** Task A **
Reproduce the comments on California politics and the middle class word for word.
** Task B **
Starting at the line in the records that contains "Task: determine the" and stopping after the line that contains "negative clicks: (395, 259) (389, 198)", turn only those lines into a JSON list of strings with one string per line. Leave out any blank lines.

** Provided text **
- - - - - - -

It should be noted that a conspiracy of the upper and lower classes against the middle is an old historical pattern.
But has it ever been tried when there was so little friction hindering the middle from leaving? Especially in the case of small business owners; several that I've been dealing with for many years have moved out of California over those years. If you don't depend on unique resources/ecosystems like Silicon Valley and Hollywood, if, to take one example from my experience, you just manufacture and sell vitamins and other supplements, what's keeping you in California?
I can't speak for New York but the irony in California is that Political patisanship, almost universally considered a bad thing, is now our only hope. Because right now the Dems have all the power. The Republicans literally have no say now. So if California falls it will be the biggest repudiation of liberal ideas probably ever.
So without the rest of the countries help our only hope lies in the Democratic legislature being dedicated to their philosophy enough to make it succeed at all cost.

- - - - - - -

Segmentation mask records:
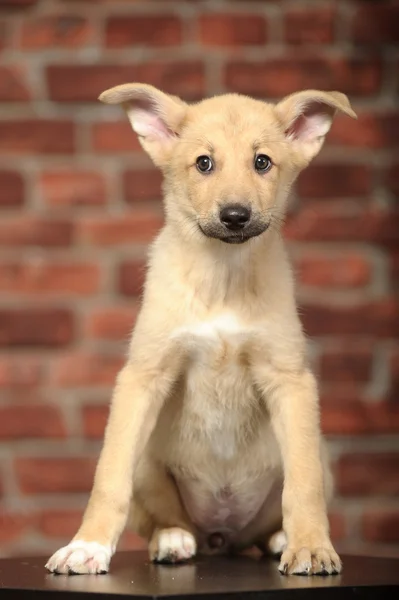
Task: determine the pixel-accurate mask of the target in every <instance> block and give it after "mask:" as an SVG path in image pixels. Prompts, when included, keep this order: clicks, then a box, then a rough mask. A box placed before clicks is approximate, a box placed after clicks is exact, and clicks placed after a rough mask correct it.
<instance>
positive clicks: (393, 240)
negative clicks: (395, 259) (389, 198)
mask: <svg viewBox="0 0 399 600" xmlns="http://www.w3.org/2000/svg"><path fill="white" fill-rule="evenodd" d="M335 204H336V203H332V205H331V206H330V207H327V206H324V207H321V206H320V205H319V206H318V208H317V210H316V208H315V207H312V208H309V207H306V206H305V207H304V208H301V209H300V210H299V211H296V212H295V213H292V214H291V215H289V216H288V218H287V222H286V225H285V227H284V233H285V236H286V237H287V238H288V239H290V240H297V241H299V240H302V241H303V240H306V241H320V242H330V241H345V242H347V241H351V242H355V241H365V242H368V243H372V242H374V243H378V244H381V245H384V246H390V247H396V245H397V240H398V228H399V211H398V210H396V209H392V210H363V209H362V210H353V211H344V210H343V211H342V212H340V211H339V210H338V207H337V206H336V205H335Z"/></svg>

- - - - - - -

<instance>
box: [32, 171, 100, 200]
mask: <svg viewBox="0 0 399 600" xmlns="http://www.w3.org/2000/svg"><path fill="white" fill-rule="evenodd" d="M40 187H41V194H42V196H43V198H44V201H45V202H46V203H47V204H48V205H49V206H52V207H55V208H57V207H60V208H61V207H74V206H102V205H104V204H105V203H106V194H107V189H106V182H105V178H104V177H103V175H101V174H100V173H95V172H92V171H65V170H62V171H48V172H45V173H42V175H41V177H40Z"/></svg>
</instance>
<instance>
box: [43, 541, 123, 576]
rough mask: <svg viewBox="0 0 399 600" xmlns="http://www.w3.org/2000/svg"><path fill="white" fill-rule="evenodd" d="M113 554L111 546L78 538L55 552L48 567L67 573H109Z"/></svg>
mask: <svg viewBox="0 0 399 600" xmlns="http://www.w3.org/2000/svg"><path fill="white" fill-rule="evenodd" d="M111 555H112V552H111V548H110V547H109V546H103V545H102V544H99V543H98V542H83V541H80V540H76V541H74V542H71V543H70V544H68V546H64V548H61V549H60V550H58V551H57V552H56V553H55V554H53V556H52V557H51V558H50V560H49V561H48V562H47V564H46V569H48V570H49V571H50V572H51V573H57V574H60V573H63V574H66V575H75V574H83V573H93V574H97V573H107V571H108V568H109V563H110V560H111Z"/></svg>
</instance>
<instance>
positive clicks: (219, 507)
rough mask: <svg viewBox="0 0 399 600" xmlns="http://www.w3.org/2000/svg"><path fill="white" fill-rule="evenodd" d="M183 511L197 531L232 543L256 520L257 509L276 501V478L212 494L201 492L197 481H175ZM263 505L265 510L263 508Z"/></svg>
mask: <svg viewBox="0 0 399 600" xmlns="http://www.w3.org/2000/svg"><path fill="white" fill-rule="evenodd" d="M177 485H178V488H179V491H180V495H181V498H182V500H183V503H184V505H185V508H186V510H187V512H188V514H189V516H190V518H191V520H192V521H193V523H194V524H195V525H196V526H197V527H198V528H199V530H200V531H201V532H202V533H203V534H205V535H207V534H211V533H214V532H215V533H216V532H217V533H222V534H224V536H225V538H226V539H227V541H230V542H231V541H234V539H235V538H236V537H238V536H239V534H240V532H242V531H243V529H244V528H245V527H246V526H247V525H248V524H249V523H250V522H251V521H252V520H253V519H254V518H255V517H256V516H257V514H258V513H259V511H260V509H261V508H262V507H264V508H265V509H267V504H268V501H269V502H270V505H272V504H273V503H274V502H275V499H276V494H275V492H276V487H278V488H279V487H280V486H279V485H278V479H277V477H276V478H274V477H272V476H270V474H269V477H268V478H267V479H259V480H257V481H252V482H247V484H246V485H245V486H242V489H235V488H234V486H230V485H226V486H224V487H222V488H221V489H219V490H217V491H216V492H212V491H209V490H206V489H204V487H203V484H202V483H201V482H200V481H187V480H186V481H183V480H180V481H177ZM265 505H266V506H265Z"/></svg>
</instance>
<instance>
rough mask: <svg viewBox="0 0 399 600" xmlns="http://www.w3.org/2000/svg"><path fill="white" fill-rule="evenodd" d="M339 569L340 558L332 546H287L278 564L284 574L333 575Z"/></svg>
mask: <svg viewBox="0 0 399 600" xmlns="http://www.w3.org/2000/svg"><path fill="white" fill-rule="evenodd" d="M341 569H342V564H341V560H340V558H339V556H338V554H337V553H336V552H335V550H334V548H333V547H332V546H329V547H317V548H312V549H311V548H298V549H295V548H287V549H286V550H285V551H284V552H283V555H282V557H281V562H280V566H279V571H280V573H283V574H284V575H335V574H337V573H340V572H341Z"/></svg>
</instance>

- - - - - - -

** Task result A **
It should be noted that a conspiracy of the upper and lower classes against the middle is an old historical pattern.
But has it ever been tried when there was so little friction hindering the middle from leaving? Especially in the case of small business owners; several that I've been dealing with for many years have moved out of California over those years. If you don't depend on unique resources/ecosystems like Silicon Valley and Hollywood, if, to take one example from my experience, you just manufacture and sell vitamins and other supplements, what's keeping you in California?
I can't speak for New York but the irony in California is that Political patisanship, almost universally considered a bad thing, is now our only hope. Because right now the Dems have all the power. The Republicans literally have no say now. So if California falls it will be the biggest repudiation of liberal ideas probably ever.
So without the rest of the countries help our only hope lies in the Democratic legislature being dedicated to their philosophy enough to make it succeed at all cost.

** Task result B **
[
  "Task: determine the pixel-accurate mask of the target in every <instance> block and give it after \"mask:\" as an SVG path in image pixels. Prompts, when included, keep this order: clicks, then a box, then a rough mask. A box placed before clicks is approximate, a box placed after clicks is exact, and clicks placed after a rough mask correct it.",
  "<instance>",
  "positive clicks: (393, 240)",
  "negative clicks: (395, 259) (389, 198)"
]